Please return all lines in the listing holding the word "Outlines".

┄┄┄┄┄┄

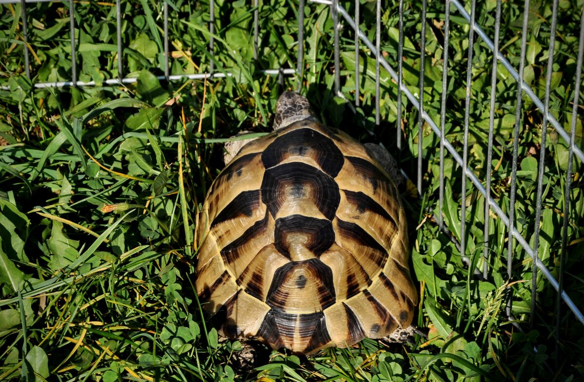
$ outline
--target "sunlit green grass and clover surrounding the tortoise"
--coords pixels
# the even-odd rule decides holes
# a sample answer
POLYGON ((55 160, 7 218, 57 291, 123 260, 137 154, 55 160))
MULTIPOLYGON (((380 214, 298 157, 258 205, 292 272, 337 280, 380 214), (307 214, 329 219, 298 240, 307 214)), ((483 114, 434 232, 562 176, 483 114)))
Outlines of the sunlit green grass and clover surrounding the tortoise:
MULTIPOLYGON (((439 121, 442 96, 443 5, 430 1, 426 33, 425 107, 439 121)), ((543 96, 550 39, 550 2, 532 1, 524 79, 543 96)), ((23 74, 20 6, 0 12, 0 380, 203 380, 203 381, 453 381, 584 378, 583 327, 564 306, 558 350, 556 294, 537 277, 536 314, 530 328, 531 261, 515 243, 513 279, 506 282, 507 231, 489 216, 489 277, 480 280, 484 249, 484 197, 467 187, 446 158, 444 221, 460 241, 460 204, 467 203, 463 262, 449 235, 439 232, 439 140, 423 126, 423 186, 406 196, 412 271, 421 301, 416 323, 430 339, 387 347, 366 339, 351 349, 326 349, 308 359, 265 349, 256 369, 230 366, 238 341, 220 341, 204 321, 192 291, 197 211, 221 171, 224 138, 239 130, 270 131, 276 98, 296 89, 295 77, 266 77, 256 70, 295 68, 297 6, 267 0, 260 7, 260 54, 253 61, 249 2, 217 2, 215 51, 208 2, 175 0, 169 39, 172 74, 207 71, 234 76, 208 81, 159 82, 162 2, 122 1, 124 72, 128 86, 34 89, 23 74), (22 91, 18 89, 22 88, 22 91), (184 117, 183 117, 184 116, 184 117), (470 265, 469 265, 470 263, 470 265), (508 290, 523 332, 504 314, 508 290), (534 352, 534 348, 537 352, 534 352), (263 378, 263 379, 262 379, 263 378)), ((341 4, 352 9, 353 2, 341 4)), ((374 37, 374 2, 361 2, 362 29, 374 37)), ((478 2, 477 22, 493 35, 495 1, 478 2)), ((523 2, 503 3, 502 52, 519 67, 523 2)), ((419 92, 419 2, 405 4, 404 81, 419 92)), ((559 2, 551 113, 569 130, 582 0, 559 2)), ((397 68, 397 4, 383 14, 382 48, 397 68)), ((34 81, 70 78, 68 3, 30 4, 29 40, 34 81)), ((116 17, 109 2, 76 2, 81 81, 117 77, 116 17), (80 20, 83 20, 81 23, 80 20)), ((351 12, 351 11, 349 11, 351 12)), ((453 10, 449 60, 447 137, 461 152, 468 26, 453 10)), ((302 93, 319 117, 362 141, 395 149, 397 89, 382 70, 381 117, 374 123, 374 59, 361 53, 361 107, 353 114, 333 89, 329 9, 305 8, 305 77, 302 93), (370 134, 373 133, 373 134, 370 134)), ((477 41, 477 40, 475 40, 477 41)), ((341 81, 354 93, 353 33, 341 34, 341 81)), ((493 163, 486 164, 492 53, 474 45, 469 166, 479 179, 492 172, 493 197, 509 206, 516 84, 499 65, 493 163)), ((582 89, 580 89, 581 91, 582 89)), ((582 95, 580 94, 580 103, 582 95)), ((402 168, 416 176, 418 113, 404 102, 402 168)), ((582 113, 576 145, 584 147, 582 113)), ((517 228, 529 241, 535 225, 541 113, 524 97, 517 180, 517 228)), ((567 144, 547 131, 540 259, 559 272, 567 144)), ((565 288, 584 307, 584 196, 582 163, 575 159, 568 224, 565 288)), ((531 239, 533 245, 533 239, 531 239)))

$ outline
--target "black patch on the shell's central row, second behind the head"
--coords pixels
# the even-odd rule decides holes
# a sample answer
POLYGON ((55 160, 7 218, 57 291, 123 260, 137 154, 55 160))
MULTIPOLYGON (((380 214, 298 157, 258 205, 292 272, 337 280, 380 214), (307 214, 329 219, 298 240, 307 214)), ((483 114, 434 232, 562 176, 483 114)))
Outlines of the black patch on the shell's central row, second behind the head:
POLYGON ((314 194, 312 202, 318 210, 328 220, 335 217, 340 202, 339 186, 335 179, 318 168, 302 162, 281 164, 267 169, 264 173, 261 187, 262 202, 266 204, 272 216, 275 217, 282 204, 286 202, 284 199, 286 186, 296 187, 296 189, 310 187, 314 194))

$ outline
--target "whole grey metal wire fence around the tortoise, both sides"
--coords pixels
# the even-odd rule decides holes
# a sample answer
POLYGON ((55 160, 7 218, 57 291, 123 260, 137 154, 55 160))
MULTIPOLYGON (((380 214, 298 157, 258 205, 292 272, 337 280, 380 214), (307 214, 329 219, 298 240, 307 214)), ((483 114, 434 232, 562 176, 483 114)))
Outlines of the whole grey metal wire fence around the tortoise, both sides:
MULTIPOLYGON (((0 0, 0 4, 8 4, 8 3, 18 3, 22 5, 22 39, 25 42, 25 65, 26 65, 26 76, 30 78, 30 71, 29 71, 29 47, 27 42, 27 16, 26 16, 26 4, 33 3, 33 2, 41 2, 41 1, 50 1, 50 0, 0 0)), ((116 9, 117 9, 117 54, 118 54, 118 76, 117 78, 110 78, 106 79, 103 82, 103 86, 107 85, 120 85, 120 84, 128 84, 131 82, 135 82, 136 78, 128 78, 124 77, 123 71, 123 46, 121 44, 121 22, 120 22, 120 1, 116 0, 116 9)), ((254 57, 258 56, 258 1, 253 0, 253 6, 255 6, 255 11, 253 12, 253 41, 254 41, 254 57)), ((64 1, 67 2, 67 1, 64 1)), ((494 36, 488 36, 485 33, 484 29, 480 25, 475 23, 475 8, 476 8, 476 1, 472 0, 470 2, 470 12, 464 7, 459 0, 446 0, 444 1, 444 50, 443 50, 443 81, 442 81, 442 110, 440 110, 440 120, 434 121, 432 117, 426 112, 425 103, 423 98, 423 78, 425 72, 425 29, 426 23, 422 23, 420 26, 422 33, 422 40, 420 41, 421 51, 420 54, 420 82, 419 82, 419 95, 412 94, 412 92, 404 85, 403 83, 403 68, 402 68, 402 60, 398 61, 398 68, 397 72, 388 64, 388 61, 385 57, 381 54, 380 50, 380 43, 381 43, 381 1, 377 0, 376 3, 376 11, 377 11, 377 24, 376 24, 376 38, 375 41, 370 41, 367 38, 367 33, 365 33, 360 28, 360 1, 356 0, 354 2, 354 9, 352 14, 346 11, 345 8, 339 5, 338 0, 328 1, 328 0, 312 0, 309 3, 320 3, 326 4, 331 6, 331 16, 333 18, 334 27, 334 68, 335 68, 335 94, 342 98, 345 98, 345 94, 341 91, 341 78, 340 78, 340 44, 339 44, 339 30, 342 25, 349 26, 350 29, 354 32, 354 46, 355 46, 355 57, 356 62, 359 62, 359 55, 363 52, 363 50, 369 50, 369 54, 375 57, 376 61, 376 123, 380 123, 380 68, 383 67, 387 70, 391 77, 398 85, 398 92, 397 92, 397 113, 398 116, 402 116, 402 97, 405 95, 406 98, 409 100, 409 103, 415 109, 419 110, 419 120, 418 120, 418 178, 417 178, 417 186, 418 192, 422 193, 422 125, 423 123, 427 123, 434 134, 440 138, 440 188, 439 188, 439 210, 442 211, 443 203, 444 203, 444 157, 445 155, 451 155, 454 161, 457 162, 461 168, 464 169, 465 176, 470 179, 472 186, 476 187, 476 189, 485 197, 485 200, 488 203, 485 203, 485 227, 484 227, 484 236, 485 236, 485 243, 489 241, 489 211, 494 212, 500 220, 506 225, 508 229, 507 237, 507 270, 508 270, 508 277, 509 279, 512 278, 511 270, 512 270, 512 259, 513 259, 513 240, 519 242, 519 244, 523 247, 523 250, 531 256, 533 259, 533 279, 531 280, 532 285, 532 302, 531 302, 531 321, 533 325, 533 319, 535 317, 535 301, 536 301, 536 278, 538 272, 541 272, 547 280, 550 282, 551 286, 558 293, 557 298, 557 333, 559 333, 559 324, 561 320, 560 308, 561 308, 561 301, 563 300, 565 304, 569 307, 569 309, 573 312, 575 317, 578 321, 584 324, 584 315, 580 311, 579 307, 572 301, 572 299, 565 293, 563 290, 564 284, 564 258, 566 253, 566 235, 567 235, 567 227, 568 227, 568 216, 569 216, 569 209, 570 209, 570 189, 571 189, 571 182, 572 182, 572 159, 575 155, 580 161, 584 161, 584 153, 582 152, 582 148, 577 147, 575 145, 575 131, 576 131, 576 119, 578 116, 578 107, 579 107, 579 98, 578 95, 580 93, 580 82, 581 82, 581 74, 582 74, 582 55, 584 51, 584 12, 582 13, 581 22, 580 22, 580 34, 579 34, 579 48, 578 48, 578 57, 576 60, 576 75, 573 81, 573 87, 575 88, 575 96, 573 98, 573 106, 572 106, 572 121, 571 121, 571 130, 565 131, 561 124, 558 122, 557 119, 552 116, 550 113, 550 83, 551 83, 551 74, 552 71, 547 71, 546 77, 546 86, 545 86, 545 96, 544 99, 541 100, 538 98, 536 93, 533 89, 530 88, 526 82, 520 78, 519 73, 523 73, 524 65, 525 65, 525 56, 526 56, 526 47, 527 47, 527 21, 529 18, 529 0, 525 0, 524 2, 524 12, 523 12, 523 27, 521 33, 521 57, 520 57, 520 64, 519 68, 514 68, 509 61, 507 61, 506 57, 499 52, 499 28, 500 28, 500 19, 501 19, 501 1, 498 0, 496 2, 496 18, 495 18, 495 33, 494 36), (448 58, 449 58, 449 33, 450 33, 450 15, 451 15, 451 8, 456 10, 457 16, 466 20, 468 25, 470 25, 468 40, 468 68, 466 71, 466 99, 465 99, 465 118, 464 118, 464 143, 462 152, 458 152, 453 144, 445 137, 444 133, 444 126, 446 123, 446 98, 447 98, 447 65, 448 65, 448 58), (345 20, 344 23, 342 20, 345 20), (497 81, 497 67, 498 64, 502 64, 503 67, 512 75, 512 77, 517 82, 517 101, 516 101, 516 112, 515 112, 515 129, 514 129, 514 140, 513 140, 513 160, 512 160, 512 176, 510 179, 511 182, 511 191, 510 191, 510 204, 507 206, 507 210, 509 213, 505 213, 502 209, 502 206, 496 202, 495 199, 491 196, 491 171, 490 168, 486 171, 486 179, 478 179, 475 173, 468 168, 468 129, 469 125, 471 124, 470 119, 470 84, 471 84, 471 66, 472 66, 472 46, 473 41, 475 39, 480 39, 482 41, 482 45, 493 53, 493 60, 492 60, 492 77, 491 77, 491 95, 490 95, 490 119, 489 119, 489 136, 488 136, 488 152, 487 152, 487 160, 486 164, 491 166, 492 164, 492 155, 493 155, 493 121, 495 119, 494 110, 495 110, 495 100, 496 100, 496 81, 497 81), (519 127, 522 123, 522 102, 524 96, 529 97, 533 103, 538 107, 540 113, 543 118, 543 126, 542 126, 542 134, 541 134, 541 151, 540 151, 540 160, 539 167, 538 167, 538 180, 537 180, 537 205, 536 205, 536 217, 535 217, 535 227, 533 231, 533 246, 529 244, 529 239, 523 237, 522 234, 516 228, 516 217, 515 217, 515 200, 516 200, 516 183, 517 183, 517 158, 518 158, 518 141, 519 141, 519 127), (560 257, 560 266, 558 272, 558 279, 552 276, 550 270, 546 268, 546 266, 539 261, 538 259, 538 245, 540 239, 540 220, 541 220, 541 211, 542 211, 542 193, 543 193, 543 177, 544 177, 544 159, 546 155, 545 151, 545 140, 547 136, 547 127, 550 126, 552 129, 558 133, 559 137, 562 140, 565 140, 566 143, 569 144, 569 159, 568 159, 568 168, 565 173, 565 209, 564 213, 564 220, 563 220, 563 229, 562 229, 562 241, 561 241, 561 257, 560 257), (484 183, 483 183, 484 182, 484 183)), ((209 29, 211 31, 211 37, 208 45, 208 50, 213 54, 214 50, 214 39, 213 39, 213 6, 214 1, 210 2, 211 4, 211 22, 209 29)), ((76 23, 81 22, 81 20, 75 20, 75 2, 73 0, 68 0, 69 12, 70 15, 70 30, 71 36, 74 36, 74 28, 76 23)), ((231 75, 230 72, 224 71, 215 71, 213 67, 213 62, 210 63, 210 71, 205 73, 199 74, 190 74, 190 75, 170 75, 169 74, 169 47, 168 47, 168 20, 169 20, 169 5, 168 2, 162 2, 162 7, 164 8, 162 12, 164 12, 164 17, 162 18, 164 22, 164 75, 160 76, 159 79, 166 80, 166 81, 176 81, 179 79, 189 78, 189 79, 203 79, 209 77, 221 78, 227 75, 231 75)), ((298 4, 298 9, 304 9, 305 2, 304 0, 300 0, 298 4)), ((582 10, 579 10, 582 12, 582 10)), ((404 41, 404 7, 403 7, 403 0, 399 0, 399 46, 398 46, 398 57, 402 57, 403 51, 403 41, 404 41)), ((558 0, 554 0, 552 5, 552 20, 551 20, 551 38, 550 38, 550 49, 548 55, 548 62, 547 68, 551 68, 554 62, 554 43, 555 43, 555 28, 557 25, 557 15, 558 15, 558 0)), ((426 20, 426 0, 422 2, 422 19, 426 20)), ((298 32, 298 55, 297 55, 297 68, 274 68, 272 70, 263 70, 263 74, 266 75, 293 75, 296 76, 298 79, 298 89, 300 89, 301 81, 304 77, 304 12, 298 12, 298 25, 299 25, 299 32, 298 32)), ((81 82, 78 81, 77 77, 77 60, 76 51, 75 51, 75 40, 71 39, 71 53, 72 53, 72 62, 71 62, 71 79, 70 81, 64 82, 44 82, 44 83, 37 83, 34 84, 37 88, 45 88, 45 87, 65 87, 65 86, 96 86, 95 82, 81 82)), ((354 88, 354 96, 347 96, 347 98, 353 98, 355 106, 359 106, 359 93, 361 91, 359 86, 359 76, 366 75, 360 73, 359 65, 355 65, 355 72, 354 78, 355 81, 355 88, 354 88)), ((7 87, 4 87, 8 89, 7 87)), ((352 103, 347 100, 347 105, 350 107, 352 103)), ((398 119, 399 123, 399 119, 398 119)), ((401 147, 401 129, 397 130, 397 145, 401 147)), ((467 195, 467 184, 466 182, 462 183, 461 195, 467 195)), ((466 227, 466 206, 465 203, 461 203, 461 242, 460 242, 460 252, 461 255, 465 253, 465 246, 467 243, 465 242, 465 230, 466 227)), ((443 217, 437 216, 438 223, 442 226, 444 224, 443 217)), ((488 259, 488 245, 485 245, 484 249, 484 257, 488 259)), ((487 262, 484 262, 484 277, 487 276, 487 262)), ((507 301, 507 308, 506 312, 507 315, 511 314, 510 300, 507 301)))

┄┄┄┄┄┄

Task result>
Outlines of the sunlit green grass and clover surrounding the tortoise:
Outlines of the black patch on the shell's central row, second behind the head:
Outlines of the whole grey metal wire fence around the tortoise, both sides:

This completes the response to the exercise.